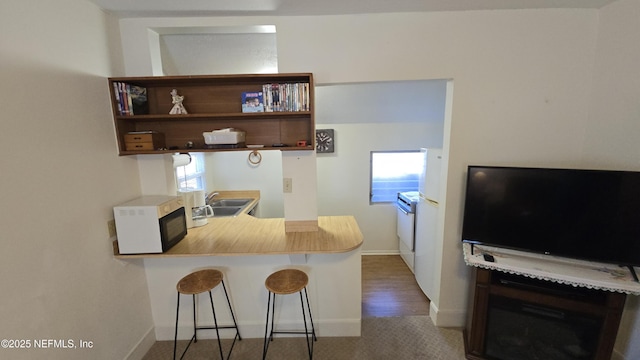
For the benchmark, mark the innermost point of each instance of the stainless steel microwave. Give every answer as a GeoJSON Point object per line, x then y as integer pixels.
{"type": "Point", "coordinates": [150, 224]}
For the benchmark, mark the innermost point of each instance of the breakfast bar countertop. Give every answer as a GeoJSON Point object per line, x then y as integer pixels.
{"type": "Point", "coordinates": [248, 235]}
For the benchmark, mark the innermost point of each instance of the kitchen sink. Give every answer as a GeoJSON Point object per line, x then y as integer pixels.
{"type": "Point", "coordinates": [219, 211]}
{"type": "Point", "coordinates": [230, 202]}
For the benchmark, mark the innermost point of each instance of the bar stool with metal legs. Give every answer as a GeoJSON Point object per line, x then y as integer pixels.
{"type": "Point", "coordinates": [196, 283]}
{"type": "Point", "coordinates": [286, 282]}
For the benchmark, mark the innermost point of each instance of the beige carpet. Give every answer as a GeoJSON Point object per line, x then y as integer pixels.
{"type": "Point", "coordinates": [396, 338]}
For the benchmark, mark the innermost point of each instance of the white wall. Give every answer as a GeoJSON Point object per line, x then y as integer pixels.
{"type": "Point", "coordinates": [232, 171]}
{"type": "Point", "coordinates": [61, 176]}
{"type": "Point", "coordinates": [611, 140]}
{"type": "Point", "coordinates": [387, 116]}
{"type": "Point", "coordinates": [522, 86]}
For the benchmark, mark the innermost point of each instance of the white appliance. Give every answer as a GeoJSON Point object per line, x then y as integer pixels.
{"type": "Point", "coordinates": [150, 224]}
{"type": "Point", "coordinates": [406, 212]}
{"type": "Point", "coordinates": [426, 221]}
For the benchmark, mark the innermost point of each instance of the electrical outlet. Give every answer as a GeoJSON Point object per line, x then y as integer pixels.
{"type": "Point", "coordinates": [287, 185]}
{"type": "Point", "coordinates": [111, 225]}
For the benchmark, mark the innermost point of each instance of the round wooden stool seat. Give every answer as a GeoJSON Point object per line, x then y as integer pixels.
{"type": "Point", "coordinates": [199, 281]}
{"type": "Point", "coordinates": [286, 281]}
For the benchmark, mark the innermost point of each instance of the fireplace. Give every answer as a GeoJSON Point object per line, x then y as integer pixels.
{"type": "Point", "coordinates": [518, 318]}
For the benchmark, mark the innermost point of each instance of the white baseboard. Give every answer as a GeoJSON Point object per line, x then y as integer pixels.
{"type": "Point", "coordinates": [453, 319]}
{"type": "Point", "coordinates": [142, 347]}
{"type": "Point", "coordinates": [380, 252]}
{"type": "Point", "coordinates": [325, 328]}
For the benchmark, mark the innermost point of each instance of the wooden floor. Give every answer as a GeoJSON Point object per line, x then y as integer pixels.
{"type": "Point", "coordinates": [389, 288]}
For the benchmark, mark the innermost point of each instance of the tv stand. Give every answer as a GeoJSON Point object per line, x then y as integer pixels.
{"type": "Point", "coordinates": [560, 270]}
{"type": "Point", "coordinates": [516, 317]}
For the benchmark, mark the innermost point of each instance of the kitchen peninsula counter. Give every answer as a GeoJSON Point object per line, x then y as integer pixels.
{"type": "Point", "coordinates": [247, 235]}
{"type": "Point", "coordinates": [247, 249]}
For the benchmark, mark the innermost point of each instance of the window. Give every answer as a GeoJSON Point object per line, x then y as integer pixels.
{"type": "Point", "coordinates": [191, 176]}
{"type": "Point", "coordinates": [393, 172]}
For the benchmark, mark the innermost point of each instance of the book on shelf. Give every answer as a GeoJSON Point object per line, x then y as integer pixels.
{"type": "Point", "coordinates": [252, 102]}
{"type": "Point", "coordinates": [130, 99]}
{"type": "Point", "coordinates": [286, 97]}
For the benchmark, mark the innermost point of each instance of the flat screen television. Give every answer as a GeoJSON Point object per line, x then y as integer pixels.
{"type": "Point", "coordinates": [583, 214]}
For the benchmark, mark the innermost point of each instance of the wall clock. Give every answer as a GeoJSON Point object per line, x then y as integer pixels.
{"type": "Point", "coordinates": [324, 140]}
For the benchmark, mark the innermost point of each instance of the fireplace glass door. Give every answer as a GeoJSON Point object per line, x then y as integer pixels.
{"type": "Point", "coordinates": [517, 330]}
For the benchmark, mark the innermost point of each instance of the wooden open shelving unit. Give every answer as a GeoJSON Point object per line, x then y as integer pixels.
{"type": "Point", "coordinates": [214, 102]}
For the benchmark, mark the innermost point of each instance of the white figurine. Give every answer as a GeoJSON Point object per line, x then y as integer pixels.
{"type": "Point", "coordinates": [178, 108]}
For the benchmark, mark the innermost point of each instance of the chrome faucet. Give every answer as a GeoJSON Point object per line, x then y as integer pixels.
{"type": "Point", "coordinates": [210, 197]}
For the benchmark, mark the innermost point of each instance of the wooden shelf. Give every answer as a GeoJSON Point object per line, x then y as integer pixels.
{"type": "Point", "coordinates": [213, 102]}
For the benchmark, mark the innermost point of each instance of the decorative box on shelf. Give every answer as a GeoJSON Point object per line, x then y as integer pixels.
{"type": "Point", "coordinates": [144, 140]}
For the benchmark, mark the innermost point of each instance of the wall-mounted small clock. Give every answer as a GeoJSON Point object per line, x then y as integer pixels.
{"type": "Point", "coordinates": [324, 140]}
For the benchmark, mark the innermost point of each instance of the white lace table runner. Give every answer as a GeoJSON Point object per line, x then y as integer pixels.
{"type": "Point", "coordinates": [580, 273]}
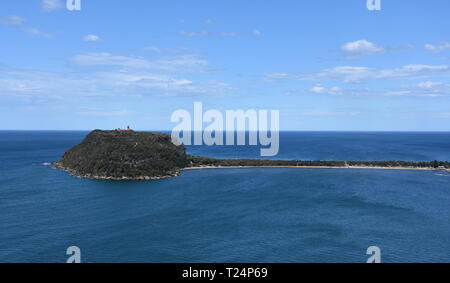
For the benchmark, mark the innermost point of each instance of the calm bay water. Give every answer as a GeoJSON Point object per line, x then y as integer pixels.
{"type": "Point", "coordinates": [230, 215]}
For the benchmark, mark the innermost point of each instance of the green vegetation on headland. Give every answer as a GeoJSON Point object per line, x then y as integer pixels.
{"type": "Point", "coordinates": [128, 155]}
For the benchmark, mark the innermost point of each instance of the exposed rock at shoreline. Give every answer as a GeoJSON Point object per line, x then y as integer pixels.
{"type": "Point", "coordinates": [128, 155]}
{"type": "Point", "coordinates": [114, 155]}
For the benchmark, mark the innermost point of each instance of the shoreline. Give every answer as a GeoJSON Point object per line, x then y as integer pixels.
{"type": "Point", "coordinates": [318, 167]}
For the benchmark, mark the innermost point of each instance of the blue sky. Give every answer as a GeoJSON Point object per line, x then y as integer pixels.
{"type": "Point", "coordinates": [326, 65]}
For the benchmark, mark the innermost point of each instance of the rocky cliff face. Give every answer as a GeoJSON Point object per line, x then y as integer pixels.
{"type": "Point", "coordinates": [124, 156]}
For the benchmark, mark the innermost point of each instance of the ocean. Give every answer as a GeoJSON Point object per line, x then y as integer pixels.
{"type": "Point", "coordinates": [231, 215]}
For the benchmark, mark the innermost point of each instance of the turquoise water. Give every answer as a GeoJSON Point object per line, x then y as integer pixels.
{"type": "Point", "coordinates": [230, 215]}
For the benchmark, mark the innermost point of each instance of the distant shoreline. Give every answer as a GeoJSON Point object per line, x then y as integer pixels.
{"type": "Point", "coordinates": [315, 167]}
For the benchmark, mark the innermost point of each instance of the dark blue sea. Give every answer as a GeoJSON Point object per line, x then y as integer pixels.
{"type": "Point", "coordinates": [230, 215]}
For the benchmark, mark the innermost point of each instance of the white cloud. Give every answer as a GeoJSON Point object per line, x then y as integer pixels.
{"type": "Point", "coordinates": [229, 34]}
{"type": "Point", "coordinates": [126, 76]}
{"type": "Point", "coordinates": [351, 74]}
{"type": "Point", "coordinates": [330, 113]}
{"type": "Point", "coordinates": [182, 63]}
{"type": "Point", "coordinates": [96, 113]}
{"type": "Point", "coordinates": [429, 84]}
{"type": "Point", "coordinates": [92, 38]}
{"type": "Point", "coordinates": [36, 32]}
{"type": "Point", "coordinates": [51, 5]}
{"type": "Point", "coordinates": [438, 48]}
{"type": "Point", "coordinates": [361, 48]}
{"type": "Point", "coordinates": [19, 23]}
{"type": "Point", "coordinates": [195, 33]}
{"type": "Point", "coordinates": [318, 89]}
{"type": "Point", "coordinates": [323, 90]}
{"type": "Point", "coordinates": [12, 21]}
{"type": "Point", "coordinates": [256, 32]}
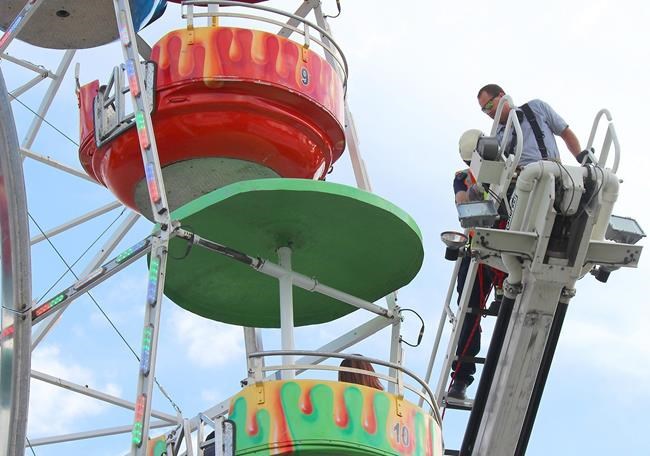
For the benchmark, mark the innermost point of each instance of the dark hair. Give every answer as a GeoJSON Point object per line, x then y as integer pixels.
{"type": "Point", "coordinates": [359, 379]}
{"type": "Point", "coordinates": [491, 89]}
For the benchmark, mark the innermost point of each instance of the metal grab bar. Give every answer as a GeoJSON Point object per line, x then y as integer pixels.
{"type": "Point", "coordinates": [380, 362]}
{"type": "Point", "coordinates": [610, 137]}
{"type": "Point", "coordinates": [337, 53]}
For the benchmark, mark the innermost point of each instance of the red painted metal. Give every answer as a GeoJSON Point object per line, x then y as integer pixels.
{"type": "Point", "coordinates": [228, 92]}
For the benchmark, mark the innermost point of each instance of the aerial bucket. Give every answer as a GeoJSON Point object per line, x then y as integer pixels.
{"type": "Point", "coordinates": [76, 24]}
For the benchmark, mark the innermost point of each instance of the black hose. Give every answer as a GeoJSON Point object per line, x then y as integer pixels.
{"type": "Point", "coordinates": [542, 375]}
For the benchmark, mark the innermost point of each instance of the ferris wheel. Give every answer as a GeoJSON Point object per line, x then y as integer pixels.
{"type": "Point", "coordinates": [211, 148]}
{"type": "Point", "coordinates": [195, 216]}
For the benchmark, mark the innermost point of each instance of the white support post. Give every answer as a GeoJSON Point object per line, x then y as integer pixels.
{"type": "Point", "coordinates": [253, 343]}
{"type": "Point", "coordinates": [18, 23]}
{"type": "Point", "coordinates": [455, 334]}
{"type": "Point", "coordinates": [160, 211]}
{"type": "Point", "coordinates": [286, 309]}
{"type": "Point", "coordinates": [444, 315]}
{"type": "Point", "coordinates": [213, 21]}
{"type": "Point", "coordinates": [395, 342]}
{"type": "Point", "coordinates": [302, 11]}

◆ ◆ ◆ ◆ ◆

* [Request] Starting with the line that contains "of the metal", print each line through the last one in the listing. Include both end lines and add nothing.

* [Correct answer]
For the benchmark, mark the innermost point of each instance of the metal grab bar. Give every answer as a GeoJSON Point object per line, x then y as integer pixels.
{"type": "Point", "coordinates": [380, 362]}
{"type": "Point", "coordinates": [610, 137]}
{"type": "Point", "coordinates": [337, 53]}
For the benchmark, mark the innermost point of each instance of the red painted metal. Give every answer as a GeoJSON Point object per line, x then y as integer pixels.
{"type": "Point", "coordinates": [228, 92]}
For the benchmark, mark the innermost point of each instance of the aerial bucket. Give every answer as a GeoJSON Point object per line, x then y as integer pixels.
{"type": "Point", "coordinates": [76, 24]}
For the benchmark, mark the innermost point of each instance of the black hose. Give every answer as a GeoJSON Point object per line, x then y as integer pixels.
{"type": "Point", "coordinates": [542, 375]}
For the benchmark, mark the innermost point of each instance of the ferris wheel. Give every answer as a GeoJSON Point object per line, x then y as integer pixels.
{"type": "Point", "coordinates": [211, 148]}
{"type": "Point", "coordinates": [195, 216]}
For the benchmark, mark the innermost point of each instance of the white support post. Give every answer as a GeoJSON Point object per line, x then y as integer pixels.
{"type": "Point", "coordinates": [253, 343]}
{"type": "Point", "coordinates": [18, 23]}
{"type": "Point", "coordinates": [455, 334]}
{"type": "Point", "coordinates": [160, 211]}
{"type": "Point", "coordinates": [286, 309]}
{"type": "Point", "coordinates": [444, 315]}
{"type": "Point", "coordinates": [213, 21]}
{"type": "Point", "coordinates": [395, 342]}
{"type": "Point", "coordinates": [302, 11]}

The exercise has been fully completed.